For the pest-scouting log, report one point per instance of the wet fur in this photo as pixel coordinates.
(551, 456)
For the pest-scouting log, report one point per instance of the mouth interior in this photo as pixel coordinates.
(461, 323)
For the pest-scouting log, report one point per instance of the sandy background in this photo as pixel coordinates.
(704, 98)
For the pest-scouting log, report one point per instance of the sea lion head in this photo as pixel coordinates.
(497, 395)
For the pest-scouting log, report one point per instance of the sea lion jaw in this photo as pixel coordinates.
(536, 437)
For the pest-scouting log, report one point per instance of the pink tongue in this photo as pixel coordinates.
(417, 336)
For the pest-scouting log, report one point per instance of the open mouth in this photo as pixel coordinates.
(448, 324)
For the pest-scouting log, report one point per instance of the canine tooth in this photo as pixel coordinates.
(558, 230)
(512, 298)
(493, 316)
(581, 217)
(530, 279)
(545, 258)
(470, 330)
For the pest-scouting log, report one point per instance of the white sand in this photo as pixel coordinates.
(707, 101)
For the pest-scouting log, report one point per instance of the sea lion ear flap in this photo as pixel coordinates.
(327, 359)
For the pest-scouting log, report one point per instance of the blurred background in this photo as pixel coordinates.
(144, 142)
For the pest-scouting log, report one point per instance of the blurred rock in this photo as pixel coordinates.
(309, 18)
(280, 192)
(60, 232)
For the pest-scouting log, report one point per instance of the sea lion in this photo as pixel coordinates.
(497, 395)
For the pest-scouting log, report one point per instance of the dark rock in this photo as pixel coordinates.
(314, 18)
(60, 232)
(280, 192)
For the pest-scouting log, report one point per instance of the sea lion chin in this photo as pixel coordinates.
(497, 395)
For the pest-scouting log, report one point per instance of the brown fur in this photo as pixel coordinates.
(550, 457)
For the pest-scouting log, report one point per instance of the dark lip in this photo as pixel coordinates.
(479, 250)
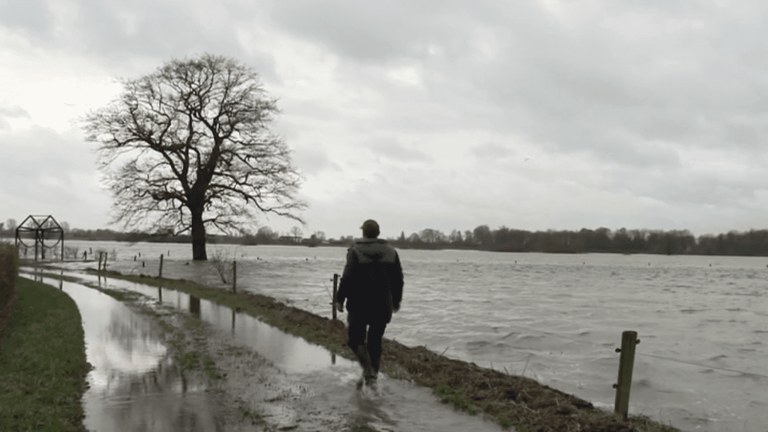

● Short problem
Starting at the line that contains "lip in this photo as pixel coordinates." and going through the end of the records, write those lines out again, the request included, with every pixel coordinate in the answers multiplied by 1.8 and rounded to a whole number, halves rounded up. Omit the pictures from your answer.

● Solution to the exercise
For the pest-scouting log, report one point per instance of the dark lip in this photo as pixel coordinates.
(862, 450)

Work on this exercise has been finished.